**AIM OF THE EXERCISE**
Find every line in the entries below that contains the word "white" and copy each one out. Case matters.

**DATASET**
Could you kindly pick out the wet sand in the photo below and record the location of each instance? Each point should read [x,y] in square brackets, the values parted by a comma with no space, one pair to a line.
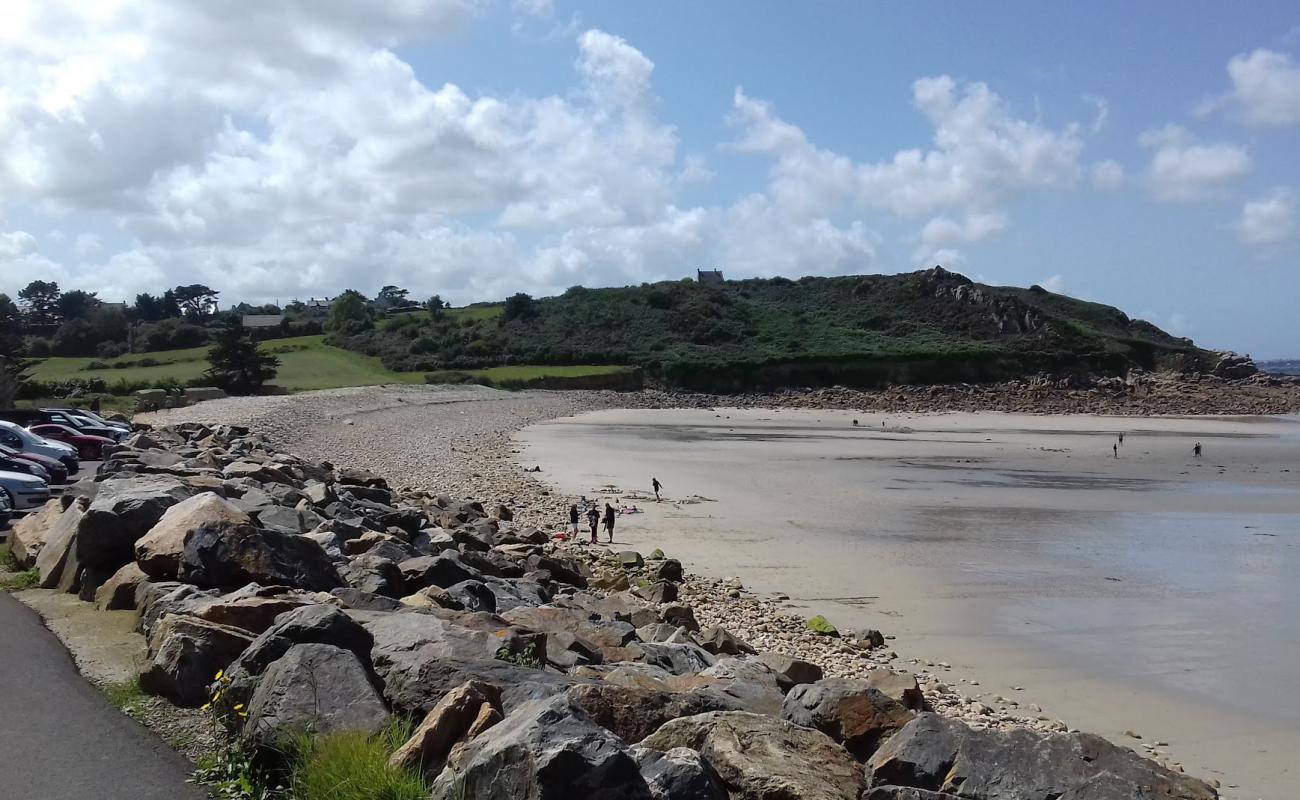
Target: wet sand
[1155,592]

==

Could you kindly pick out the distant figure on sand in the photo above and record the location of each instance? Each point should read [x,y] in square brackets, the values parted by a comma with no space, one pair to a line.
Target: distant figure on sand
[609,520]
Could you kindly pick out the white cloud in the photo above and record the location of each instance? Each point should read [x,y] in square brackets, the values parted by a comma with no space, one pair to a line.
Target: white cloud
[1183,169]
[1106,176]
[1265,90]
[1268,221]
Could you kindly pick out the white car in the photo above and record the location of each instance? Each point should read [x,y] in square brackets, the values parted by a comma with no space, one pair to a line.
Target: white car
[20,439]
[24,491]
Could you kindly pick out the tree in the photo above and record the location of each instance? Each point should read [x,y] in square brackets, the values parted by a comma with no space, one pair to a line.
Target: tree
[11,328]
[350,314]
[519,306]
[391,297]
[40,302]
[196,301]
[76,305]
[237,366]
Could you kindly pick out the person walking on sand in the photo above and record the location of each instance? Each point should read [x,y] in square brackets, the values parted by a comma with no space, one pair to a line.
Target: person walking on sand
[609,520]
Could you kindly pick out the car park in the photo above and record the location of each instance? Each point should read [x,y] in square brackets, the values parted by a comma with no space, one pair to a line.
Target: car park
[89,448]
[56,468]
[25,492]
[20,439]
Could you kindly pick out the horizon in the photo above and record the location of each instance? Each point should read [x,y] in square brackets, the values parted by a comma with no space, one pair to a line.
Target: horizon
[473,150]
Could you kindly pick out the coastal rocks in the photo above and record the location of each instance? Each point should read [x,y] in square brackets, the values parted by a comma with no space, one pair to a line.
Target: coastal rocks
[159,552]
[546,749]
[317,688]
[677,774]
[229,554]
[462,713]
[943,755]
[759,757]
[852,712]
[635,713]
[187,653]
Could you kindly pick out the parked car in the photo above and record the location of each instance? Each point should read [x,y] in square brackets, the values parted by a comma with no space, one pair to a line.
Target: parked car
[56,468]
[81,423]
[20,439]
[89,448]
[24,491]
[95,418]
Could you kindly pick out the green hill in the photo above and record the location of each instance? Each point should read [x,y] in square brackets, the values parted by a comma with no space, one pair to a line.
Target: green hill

**RESULT BELOW**
Could you kindly pick out the white cloud in the photo above and record the location of each instance? Each point should read [x,y] in square brackets, the values parted by a comma with no space, one pair to a line.
Target: white cloud
Could you kindly pick out the white car in the photo above and record the location of each instance? Each point should read [x,y] in square brackets, the values parted by a comma with no space, one pair to a line.
Target: white car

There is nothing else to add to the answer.